### Record set

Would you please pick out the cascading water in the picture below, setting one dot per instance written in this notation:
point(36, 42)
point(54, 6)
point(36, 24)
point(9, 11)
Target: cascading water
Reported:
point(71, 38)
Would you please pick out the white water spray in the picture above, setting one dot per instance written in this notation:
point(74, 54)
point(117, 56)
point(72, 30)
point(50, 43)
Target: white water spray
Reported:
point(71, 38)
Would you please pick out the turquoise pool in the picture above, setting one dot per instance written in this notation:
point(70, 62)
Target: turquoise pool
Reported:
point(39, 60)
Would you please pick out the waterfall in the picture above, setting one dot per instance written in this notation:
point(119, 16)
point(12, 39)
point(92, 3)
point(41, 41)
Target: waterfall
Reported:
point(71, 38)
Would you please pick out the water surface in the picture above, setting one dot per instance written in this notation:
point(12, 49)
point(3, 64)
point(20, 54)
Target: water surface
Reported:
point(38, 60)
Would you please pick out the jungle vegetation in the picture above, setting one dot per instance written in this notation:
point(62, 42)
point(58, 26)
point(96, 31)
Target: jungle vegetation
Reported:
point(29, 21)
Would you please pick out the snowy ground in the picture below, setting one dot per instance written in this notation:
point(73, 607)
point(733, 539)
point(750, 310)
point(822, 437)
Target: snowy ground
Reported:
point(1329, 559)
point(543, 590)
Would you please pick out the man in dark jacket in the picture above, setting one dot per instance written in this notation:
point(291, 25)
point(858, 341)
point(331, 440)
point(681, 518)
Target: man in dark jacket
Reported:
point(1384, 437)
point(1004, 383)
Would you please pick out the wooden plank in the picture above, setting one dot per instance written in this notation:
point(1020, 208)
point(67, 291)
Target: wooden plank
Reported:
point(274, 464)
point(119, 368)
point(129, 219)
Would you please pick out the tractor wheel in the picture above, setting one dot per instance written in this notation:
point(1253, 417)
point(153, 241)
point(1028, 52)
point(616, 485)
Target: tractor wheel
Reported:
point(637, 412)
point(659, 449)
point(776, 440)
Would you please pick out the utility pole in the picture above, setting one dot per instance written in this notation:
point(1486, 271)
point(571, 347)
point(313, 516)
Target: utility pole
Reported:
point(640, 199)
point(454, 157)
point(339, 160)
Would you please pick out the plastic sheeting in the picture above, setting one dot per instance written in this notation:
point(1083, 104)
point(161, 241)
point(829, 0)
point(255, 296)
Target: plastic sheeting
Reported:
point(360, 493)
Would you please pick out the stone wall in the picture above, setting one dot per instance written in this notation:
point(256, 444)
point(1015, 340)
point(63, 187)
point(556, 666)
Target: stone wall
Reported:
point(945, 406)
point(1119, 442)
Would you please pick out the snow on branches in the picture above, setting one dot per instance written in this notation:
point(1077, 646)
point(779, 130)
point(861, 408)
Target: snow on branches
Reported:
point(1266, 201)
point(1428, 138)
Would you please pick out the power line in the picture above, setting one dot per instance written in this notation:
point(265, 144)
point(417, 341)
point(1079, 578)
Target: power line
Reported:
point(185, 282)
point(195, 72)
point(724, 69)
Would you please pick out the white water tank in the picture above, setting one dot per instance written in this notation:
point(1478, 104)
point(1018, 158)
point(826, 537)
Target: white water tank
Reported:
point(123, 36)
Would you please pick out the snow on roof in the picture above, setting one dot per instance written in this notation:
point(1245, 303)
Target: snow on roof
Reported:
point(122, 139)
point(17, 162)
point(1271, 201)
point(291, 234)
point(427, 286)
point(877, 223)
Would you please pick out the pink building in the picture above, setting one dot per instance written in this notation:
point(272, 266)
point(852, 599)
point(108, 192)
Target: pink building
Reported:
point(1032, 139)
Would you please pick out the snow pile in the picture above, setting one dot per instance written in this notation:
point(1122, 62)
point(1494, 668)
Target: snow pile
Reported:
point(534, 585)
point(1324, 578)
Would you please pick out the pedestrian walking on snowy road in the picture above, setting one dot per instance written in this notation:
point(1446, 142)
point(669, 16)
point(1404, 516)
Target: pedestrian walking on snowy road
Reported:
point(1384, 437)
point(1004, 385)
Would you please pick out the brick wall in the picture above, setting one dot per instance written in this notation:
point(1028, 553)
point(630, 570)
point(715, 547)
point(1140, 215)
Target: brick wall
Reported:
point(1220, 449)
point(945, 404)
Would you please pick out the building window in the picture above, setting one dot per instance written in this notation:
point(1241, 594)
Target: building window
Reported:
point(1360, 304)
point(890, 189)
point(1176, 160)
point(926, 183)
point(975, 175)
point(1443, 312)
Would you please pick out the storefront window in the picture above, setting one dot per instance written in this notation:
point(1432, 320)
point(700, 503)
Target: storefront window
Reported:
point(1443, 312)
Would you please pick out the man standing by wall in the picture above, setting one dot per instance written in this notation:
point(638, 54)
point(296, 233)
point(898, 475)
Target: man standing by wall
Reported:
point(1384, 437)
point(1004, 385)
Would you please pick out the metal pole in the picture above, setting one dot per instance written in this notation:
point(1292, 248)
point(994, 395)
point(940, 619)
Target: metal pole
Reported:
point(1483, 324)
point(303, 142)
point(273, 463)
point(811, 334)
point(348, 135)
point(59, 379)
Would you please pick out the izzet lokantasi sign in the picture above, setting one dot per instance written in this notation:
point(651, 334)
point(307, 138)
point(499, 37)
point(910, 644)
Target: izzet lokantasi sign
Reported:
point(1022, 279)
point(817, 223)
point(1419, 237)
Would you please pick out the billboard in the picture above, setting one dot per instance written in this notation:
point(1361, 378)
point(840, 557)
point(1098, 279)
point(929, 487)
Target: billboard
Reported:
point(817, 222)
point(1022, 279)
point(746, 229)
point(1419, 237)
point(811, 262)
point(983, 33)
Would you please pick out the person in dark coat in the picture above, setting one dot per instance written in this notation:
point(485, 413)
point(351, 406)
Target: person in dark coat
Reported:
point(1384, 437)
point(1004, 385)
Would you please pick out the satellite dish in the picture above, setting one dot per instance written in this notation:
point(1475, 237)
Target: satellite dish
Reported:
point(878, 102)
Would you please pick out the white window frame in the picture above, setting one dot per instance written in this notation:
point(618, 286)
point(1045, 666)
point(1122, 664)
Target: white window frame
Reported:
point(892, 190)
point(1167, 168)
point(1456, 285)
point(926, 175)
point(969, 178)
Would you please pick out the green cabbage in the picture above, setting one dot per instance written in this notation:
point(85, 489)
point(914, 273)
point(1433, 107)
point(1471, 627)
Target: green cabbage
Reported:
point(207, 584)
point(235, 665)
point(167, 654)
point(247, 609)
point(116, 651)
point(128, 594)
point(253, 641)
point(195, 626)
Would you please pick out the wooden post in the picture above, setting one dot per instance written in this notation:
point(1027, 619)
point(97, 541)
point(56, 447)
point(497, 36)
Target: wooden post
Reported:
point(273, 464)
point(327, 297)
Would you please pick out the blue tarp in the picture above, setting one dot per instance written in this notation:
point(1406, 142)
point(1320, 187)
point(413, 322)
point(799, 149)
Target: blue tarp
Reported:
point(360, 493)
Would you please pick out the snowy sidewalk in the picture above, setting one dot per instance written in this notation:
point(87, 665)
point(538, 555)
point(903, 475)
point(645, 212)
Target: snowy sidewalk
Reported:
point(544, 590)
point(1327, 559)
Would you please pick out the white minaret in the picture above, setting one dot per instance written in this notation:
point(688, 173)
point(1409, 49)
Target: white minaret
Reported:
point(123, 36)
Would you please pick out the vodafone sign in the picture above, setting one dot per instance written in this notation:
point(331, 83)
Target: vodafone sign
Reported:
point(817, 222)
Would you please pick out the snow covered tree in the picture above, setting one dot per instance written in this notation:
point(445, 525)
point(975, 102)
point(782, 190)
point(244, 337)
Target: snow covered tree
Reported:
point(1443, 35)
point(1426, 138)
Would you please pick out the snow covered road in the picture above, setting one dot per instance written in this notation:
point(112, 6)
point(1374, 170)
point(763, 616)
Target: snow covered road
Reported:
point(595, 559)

######

**Challenge**:
Format every line from the first of the rows through the line containing "point(39, 60)", inclusive, as a JSON array of strings with one string per line, omitting blank lines.

**Problem solution**:
[
  "Would you please pick out the cascading water in the picture below, setting one dot per instance written in this notation:",
  "point(36, 42)",
  "point(54, 6)",
  "point(36, 24)",
  "point(9, 11)",
  "Target: cascading water",
  "Reported:",
  "point(71, 38)",
  "Would you please pick out the white water spray in the picture above, setting one dot per instance written in this notation:",
  "point(74, 54)",
  "point(117, 56)",
  "point(72, 30)",
  "point(50, 43)",
  "Target: white water spray",
  "Reported:",
  "point(71, 38)",
  "Would you please pick out the turquoise pool in the picture above, setting one dot per instance written in this notation:",
  "point(70, 62)",
  "Target: turquoise pool",
  "Reported:",
  "point(39, 60)"
]